EXCERPTED DATA:
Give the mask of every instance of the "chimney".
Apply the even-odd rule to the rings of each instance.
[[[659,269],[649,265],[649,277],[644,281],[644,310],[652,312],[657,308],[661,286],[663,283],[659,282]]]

--

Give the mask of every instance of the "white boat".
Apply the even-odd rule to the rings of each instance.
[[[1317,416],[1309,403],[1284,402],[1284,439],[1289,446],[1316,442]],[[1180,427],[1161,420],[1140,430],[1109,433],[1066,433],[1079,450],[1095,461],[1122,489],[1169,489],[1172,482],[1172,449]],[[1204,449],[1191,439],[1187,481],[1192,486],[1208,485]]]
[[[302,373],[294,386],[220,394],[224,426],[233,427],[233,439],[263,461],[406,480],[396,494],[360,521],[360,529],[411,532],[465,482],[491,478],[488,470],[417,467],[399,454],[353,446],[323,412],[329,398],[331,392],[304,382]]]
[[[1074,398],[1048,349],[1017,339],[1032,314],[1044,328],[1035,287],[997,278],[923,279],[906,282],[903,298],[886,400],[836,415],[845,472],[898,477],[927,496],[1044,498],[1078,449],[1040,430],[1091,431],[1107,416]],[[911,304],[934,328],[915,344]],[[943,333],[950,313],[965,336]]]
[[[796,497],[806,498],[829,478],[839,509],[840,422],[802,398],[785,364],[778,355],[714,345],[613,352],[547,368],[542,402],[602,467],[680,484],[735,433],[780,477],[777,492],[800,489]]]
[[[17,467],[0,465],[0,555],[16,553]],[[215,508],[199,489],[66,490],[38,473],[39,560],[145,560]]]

WHAT IS BEING ASKED:
How many lines in the entries above contain the word "every"? Reply with the number alone.

WRITTEN ANSWER:
2